- Data in this exercise:
'''

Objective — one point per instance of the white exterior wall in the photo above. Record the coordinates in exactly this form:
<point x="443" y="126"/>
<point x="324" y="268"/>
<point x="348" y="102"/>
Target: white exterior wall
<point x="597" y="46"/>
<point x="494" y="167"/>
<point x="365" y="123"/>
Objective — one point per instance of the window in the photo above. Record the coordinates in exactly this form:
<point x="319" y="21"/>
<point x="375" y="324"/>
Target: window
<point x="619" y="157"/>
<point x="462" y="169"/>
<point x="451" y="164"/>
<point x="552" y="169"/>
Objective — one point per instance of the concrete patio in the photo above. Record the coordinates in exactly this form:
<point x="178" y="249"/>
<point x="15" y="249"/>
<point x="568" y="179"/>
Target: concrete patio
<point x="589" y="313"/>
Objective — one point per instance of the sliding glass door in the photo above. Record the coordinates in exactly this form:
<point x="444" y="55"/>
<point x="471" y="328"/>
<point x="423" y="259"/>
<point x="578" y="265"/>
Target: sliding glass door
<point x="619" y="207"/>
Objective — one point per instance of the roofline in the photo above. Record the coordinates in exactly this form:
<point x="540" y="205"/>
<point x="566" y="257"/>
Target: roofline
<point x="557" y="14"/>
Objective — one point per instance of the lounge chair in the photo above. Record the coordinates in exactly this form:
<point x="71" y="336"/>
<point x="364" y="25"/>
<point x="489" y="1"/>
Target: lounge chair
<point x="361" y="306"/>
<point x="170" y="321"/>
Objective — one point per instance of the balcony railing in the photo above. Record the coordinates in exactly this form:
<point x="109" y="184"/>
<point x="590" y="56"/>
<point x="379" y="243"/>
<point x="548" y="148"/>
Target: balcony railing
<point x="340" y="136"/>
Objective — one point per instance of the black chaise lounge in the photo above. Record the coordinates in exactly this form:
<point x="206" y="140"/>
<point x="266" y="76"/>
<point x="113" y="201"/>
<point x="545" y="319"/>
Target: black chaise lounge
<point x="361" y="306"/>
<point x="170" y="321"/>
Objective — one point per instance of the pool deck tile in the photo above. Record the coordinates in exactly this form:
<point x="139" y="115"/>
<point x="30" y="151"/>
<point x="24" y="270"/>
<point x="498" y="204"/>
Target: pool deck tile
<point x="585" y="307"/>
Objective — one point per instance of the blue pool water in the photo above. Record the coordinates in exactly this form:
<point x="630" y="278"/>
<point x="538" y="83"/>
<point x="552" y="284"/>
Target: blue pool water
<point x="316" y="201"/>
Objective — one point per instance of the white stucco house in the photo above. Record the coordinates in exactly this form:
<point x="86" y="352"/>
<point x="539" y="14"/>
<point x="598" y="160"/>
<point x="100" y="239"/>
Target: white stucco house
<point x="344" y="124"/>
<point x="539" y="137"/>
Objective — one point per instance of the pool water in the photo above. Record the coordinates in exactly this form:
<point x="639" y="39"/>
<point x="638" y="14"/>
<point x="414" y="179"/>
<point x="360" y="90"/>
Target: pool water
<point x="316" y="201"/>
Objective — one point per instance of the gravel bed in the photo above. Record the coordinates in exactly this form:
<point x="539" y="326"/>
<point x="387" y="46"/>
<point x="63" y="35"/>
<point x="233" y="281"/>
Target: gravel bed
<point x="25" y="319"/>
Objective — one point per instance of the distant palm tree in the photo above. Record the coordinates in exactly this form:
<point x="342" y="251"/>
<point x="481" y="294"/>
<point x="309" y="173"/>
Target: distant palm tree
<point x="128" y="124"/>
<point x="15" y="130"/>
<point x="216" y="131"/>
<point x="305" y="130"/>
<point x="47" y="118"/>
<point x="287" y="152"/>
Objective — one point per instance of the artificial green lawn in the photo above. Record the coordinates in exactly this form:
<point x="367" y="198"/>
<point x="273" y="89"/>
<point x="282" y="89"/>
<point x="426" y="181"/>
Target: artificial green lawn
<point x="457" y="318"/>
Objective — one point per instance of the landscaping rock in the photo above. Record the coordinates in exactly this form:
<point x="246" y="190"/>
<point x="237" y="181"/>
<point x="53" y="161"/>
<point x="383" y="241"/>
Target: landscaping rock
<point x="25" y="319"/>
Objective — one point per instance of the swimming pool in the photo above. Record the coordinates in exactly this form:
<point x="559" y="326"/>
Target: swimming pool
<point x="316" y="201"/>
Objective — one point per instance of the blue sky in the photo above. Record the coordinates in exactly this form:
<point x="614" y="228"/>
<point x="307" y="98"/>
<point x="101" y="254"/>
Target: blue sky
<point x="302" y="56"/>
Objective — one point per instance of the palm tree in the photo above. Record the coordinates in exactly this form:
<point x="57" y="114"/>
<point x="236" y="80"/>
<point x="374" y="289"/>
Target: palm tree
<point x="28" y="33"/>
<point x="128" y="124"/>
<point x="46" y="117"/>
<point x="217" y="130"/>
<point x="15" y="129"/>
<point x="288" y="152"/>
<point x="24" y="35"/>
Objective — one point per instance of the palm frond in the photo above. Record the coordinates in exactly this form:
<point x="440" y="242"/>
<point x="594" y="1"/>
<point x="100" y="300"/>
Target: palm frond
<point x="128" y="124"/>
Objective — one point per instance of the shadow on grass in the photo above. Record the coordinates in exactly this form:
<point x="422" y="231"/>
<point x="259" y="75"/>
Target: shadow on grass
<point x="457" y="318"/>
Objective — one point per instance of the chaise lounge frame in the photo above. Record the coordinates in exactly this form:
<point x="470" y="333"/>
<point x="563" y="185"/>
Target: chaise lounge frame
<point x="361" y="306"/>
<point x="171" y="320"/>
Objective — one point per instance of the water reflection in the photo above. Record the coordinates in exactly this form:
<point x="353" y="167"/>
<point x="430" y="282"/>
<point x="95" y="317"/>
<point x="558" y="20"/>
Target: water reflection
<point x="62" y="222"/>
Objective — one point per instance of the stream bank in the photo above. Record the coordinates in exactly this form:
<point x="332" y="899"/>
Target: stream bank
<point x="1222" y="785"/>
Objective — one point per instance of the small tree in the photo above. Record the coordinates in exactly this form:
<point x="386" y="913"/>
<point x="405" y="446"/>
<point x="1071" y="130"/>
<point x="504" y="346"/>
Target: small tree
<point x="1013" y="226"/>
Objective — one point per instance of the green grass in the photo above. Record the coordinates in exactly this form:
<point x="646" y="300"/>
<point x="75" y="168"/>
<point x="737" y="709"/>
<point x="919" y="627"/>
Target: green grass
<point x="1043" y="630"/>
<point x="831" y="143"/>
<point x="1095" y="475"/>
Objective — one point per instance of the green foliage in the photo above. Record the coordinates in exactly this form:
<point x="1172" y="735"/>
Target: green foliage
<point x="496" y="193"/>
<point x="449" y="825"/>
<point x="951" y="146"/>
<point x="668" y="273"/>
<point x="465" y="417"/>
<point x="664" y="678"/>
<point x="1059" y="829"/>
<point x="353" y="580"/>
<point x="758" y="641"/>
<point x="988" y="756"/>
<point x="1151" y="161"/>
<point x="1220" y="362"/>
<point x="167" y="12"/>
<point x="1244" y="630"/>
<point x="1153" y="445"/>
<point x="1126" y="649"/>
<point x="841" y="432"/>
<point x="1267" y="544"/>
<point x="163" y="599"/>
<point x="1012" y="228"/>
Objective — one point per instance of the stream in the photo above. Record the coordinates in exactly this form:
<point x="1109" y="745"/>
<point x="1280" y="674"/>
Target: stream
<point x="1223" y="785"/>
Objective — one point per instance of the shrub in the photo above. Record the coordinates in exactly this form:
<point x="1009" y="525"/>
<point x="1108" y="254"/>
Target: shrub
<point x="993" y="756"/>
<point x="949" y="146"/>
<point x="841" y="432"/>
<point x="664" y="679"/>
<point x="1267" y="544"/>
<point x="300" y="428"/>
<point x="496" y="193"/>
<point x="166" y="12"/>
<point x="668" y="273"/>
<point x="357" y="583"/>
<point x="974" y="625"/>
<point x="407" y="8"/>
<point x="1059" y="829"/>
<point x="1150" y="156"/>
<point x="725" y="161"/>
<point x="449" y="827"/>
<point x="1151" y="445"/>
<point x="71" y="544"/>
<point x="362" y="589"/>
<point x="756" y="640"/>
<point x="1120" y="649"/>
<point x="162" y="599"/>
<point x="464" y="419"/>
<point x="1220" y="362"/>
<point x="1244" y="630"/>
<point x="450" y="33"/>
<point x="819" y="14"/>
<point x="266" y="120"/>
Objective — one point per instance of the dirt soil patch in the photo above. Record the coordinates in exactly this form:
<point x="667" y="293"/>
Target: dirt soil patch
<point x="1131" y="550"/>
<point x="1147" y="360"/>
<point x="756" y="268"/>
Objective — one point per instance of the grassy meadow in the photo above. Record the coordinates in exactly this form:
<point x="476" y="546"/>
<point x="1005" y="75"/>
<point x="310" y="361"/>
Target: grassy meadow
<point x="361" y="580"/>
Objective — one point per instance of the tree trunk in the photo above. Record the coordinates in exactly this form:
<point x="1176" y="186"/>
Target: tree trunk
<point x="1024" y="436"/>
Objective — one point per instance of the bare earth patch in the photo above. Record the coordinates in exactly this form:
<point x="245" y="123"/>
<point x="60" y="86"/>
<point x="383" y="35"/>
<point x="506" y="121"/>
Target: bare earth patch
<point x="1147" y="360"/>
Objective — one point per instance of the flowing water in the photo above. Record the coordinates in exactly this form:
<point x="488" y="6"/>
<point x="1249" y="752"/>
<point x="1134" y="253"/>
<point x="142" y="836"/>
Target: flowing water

'''

- The request:
What needs duplicating is the run of lines from the one containing "Objective — one point per instance of the dirt" through the last line of the entries above, exact and complete.

- Result for this task:
Objective — one point per instance of the dirt soil patch in the photo above. Record the coordinates in exactly this form:
<point x="667" y="293"/>
Target: dirt soil patch
<point x="1131" y="550"/>
<point x="1147" y="360"/>
<point x="756" y="268"/>
Objective — one point per instance of the grassy meadow in the photo above. Record the coordinates in exactly this form:
<point x="476" y="546"/>
<point x="1005" y="75"/>
<point x="310" y="361"/>
Target: grassy meadow
<point x="361" y="580"/>
Objective — one point per instance of the tree trunk in the photo above. Record the coordinates in exactly this form:
<point x="1176" y="186"/>
Target: tree trunk
<point x="1024" y="436"/>
Objective — one point per instance of the bare earth patch in the photo above. Record the coordinates in exactly this form:
<point x="245" y="123"/>
<point x="60" y="86"/>
<point x="383" y="35"/>
<point x="506" y="121"/>
Target: bare earth patch
<point x="1147" y="360"/>
Objective — one point per instance of the flowing water in the photo above. Record the coordinates in exactly this form:
<point x="488" y="6"/>
<point x="1249" y="752"/>
<point x="1134" y="253"/>
<point x="142" y="836"/>
Target: flowing water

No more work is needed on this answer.